In [None]:
# Task 2.3.1: Use glob to create a list that contains the filenames for all the Buenos Aires real estate CSV files in the data directory. 
# Assign this list to the variable name files.
from glob import glob
files = glob("./data/buenos-aires-real-estate-[1-5].csv")
files

In [None]:
# Task 2.3.2: Use your wrangle function in a for loop to create a list named frames. 
# The list should the cleaned DataFrames created from the CSV filenames your collected in files.
frames = []
for file in files:
    df = wrangle(file)
    frames.append(df)

In [None]:
# Task 2.3.3: Use pd.concat to concatenate the items in frames into a single DataFrame df. 
# Make sure you set the ignore_index argument to True.

df = pd.concat(frames, ignore_index = True)
print(df.info())
df.head()

In [None]:
# Task 2.3.4: Modify your wrangle function to create a new feature "neighborhood". 
# You can find the neighborhood for each property in the "place_with_parent_names" column. 
# For example, a property with the place name "|Argentina|Capital Federal|Palermo|" is located in the neighborhood is "Palermo". 
# Also, your function should drop the "place_with_parent_names" column.

def wrangle(filepath):
    # Read CSV file
    df = pd.read_csv(filepath)

    # Subset data: Apartments in "Capital Federal", less than 400,000
    mask_ba = df["place_with_parent_names"].str.contains("Capital Federal")
    mask_apt = df["property_type"] == "apartment"
    mask_price = df["price_aprox_usd"] < 400_000
    df = df[mask_ba & mask_apt & mask_price]

    # Subset data: Remove outliers for "surface_covered_in_m2"
    low, high = df["surface_covered_in_m2"].quantile([0.1, 0.9])
    mask_area = df["surface_covered_in_m2"].between(low, high)
    df = df[mask_area]

    # Split "lat-lon" column
    df[["lat", "lon"]] = df["lat-lon"].str.split(",", expand=True).astype(float)
    df.drop(columns="lat-lon", inplace=True)

    # Extract neighborhood
    df["neighborhood"] = df["place_with_parent_names"].str.split("|",expand=True)[3]
    df.drop(columns="place_with_parent_names",inplace=True)

    return df

In [None]:
# Task 2.3.5: Create your feature matrix X_train and target vector y_train. 
# X_train should contain one feature: "neighborhood". Your target is "price_aprox_usd". 

target = "price_aprox_usd"
features = ["neighborhood"]
y_train = df[target]
X_train = df[features]

In [None]:
# Task 2.3.6: Calculate the baseline mean absolute error for your model.

y_mean = y_train.mean()
y_pred_baseline =  [y_mean] * len(y_train)
print("Mean apt price:", y_mean)

**Entries supplied**
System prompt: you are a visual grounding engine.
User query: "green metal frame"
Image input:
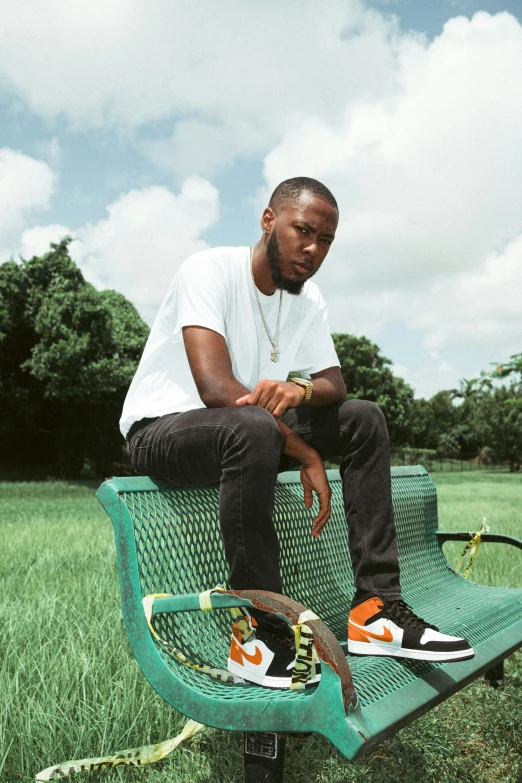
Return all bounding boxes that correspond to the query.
[97,466,522,759]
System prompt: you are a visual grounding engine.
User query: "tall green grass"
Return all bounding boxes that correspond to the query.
[0,472,522,783]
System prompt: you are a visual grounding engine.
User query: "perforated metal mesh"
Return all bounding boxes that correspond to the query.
[121,475,522,706]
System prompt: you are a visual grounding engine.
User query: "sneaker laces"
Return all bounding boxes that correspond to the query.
[383,598,439,631]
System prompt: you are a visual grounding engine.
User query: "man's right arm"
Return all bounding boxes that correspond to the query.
[183,326,331,537]
[183,326,250,408]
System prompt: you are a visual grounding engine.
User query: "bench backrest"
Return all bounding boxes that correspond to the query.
[102,466,438,638]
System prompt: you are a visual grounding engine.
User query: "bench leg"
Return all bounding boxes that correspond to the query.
[244,731,286,783]
[484,661,504,688]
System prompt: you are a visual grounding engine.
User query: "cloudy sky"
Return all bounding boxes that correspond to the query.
[0,0,522,396]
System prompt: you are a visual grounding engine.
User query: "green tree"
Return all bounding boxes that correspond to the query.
[0,239,148,476]
[332,334,413,444]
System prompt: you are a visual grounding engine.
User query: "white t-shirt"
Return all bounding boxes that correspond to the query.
[120,247,339,437]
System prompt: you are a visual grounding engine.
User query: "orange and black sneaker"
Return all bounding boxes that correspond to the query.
[228,616,321,688]
[348,596,475,662]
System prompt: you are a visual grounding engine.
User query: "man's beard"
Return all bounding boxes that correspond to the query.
[266,229,306,296]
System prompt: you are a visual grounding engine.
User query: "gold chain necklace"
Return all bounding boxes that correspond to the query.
[250,247,283,362]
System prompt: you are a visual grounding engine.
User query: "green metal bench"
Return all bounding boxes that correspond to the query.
[97,466,522,781]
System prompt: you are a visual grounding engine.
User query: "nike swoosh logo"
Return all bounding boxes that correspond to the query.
[230,639,263,666]
[348,620,393,642]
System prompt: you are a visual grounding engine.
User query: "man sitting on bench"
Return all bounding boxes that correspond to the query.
[120,177,474,688]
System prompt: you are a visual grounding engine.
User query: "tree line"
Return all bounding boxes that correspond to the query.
[0,239,522,478]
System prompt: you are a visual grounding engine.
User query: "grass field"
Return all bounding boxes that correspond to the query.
[0,471,522,783]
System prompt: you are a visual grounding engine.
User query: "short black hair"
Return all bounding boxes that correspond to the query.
[268,177,339,212]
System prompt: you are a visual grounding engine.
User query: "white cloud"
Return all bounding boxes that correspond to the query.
[19,223,74,259]
[258,12,522,370]
[0,0,406,175]
[0,147,54,241]
[71,177,219,308]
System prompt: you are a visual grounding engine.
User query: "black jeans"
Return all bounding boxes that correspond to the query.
[128,400,401,599]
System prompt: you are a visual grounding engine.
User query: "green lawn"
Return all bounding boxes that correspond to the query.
[0,471,522,783]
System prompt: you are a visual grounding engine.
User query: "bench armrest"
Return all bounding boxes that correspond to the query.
[148,590,357,713]
[436,530,522,549]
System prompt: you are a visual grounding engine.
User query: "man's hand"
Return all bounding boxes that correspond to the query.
[236,380,306,419]
[301,457,332,538]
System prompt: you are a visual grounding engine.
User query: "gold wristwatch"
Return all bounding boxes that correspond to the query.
[290,378,314,402]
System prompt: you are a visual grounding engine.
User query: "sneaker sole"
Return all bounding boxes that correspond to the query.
[348,640,475,663]
[227,658,321,690]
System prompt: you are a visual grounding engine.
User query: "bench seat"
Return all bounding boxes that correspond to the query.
[98,466,522,758]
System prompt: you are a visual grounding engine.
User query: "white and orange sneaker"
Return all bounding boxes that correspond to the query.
[348,596,475,662]
[228,617,321,688]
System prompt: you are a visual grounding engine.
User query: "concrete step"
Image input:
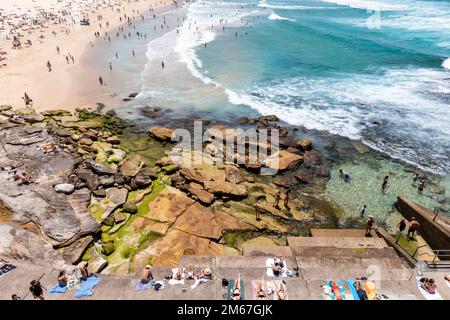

**Required work**
[a] Reproduce the real estate notebook between "df = df[mask_area]" and "target vector y_train.", inclusive.
[b] Resume the real estate notebook, picking up right after its last line.
The listing above comes from a different source than the real estate notebook.

**Outputs by task**
[a]
df = df[mask_area]

    # Split "lat-lon" column
    df[["lat", "lon"]] = df["lat-lon"].str.split(",", expand=True).astype(float)
    df.drop(columns="lat-lon", inplace=True)

    # Extract neighborhood
    df["neighborhood"] = df["place_with_parent_names"].str.split("|",expand=True)[3]
    df.drop(columns="place_with_parent_names",inplace=True)

    return df

In [None]:
# Task 2.3.5: Create your feature matrix X_train and target vector y_train.

[b]
print("Baseline MAE:", y_pred_baseline)

In [None]:
# Task 2.3.7: First, instantiate a OneHotEncoder named ohe. Make sure to set the use_cat_names argument to True. Next, fit your transformer to the feature matrix X_train. Finally, use your encoder to transform the feature matrix X_train, and assign the transformed data to the variable XT_train.

# Instantiate
ohe = OneHotEncoder(use_cat_names=True)
# Fit
ohe.fit(X_train)
# Transform
XT_train = ohe.transform(X_train)
print(XT_train.shape)
XT_train.head()

In [None]:
# Task 2.3.8: Create a pipeline named model that contains a OneHotEncoder transformer and a LinearRegression predictor. Then fit your model to the training data. 

model =  make_pipeline(
    OneHotEncoder(use_cat_names=True),
    LinearRegression()
)
model.fit(X_train, y_train)

In [None]:
# Task 2.3.9: First, create a list of predictions for the observations in your feature matrix X_train. Name this list y_pred_training. Then calculate the training mean absolute error for your predictions in y_pred_training as compared to the true targets in y_train.

y_pred_training = model.predict(X_train)
mae_training = mean_absolute_error(y_pred_training,y_train)
print("Training MAE:", round(mae_training, 2))

In [None]:
# Task 2.3.10: Run the code below to import your test data buenos-aires-test-features.csv into a DataFrame and generate a Series of predictions using your model. 
# Then run the following cell to submit your predictions to the grader.

X_test = pd.read_csv("data/buenos-aires-test-features.csv")[features]
y_pred_test = pd.Series(model.predict(X_test))
y_pred_test.head()

In [None]:
# Task 2.3.11: Extract the intercept and coefficients for your model.

intercept = model.named_steps["linearregression"].intercept_
coefficients = model.named_steps["linearregression"].coef_
print("coefficients len:", len(coefficients))
print(coefficients[:5])  # First five coefficients

In [None]:
# Task 2.3.12: Extract the feature names of your encoded data from the OneHotEncoder in your model.

feature_names = model.named_steps["onehotencoder"].get_feature_names()
print("features len:", len(feature_names))
print(feature_names[:5])  # First five feature names

In [None]:
# Task 2.3.13: Create a pandas Series named feat_imp where the index is your features and the values are your coefficients.

feat_imp = pd.Series(coefficients, index= feature_names)
feat_imp.head()

In [None]:
# Task 2.3.14: Run the cell below to print the equation that your model has determined for predicting apartment price based on longitude and latitude

print(f"price = {intercept.round(2)}")
for f, c in feat_imp.items():
    print(f"+ ({round(c, 2)} * {f})")

In [None]:
# Task 2.3.15: Scroll up, change the predictor in your model to Ridge, and retrain it. 
# Then evaluate the model's training and test performance. Do you still have an overfitting problem? If not, extract the intercept and coefficients again (you'll need to change your code a little bit) and regenerate the model's equation. 
# Does it look different than before?

# change in 2.3.8

model =  make_pipeline(
    OneHotEncoder(use_cat_names=True),
    Ridge()
)
model.fit(X_train, y_train)

In [None]:
# Task 2.3.16: Create a horizontal bar chart that shows the top 15 coefficients for your model, based on their absolute value.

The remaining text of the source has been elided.